**REQUESTS:**
**A.** In the passage about Emmaus Ministries, in what year was Emmaus launched?
**B.** Decide whether each statement agrees with the passage about Emmaus Ministries. Answer yes or no, and quote the deciding words.
(i) Gambony helped John Green launch Emmaus.
(ii) Green worked with teenage runaways in New York.
(iii) Gambony wears a baseball cap with the Emmaus name and logo on his rounds.
**C.** Translate this sentence from the passage about Emmaus Ministries into Spanish: "He returned to Wheaton for graduate school and later started Emmaus."

**SOURCE DOCUMENT:**
It's past 8 o'clock on a Wednesday night and Randy Gambony of Chicago's Emmaus Ministries hoists a sack full of paperback Bibles and free personal hygiene kits onto his shoulder.

For the next six hours, until 2 a.m., he and his Emmaus partner will cruise the city's mean streets and bars reaching out to male prostitutes. As he walks through the River North area, Gambony wears a name badge, T-shirt, and a baseball cap stamped with the Emmaus name and logo. His goal is to build relationships, meet a need, and—somewhere in the process—share his own story about how Jesus turned his life around.

Gambony was in prison when Emmaus was launched in 1990, the brainchild of John Green, who was attending Wheaton College when exposure to Chicago's inner city broke his heart. Green eventually relocated to New York, working with teenage runaways. But he could not forget Chicago's young male hustlers. He returned to Wheaton for graduate school and later started Emmaus.

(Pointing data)

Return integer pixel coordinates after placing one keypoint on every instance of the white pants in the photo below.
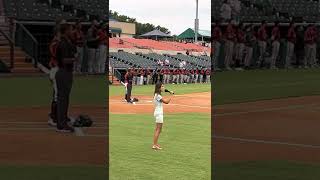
(159, 118)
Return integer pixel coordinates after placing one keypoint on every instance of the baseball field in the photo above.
(31, 150)
(185, 136)
(266, 125)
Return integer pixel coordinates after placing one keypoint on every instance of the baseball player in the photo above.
(290, 45)
(158, 101)
(217, 39)
(229, 45)
(275, 38)
(93, 44)
(250, 41)
(54, 68)
(102, 34)
(128, 78)
(66, 56)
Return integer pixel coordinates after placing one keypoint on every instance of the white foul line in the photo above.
(267, 142)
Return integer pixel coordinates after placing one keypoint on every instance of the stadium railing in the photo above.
(27, 42)
(12, 45)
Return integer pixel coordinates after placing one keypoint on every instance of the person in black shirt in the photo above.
(66, 52)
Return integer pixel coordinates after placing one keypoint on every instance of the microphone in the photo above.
(171, 92)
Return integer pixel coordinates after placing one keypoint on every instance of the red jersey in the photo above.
(78, 38)
(262, 34)
(217, 33)
(291, 35)
(240, 36)
(276, 33)
(53, 52)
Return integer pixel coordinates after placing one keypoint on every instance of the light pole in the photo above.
(196, 23)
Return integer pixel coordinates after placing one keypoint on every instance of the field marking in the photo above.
(267, 110)
(267, 142)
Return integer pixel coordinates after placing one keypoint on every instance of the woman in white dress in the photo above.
(158, 112)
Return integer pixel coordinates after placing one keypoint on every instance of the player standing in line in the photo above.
(229, 45)
(53, 70)
(128, 78)
(79, 41)
(290, 45)
(66, 56)
(158, 113)
(275, 38)
(262, 42)
(102, 56)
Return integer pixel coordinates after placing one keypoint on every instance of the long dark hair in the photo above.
(157, 89)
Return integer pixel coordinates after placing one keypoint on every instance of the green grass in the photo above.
(149, 89)
(233, 87)
(37, 91)
(268, 170)
(185, 139)
(53, 173)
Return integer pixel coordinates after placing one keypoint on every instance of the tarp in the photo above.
(189, 34)
(155, 33)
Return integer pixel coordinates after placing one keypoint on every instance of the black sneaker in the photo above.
(52, 122)
(66, 129)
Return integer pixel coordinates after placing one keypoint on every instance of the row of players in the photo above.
(240, 40)
(166, 75)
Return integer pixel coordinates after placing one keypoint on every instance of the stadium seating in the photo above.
(36, 10)
(251, 10)
(121, 60)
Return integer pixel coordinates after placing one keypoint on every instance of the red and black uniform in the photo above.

**RESULTS FOR EACH TASK:**
**A.** 1990

**B.**
(i) No: "Gambony was in prison when Emmaus was launched in 1990"
(ii) Yes: "Green eventually relocated to New York, working with teenage runaways."
(iii) Yes: "a baseball cap stamped with the Emmaus name and logo"

**C.** Regresó a Wheaton para hacer estudios de posgrado y más tarde fundó Emmaus.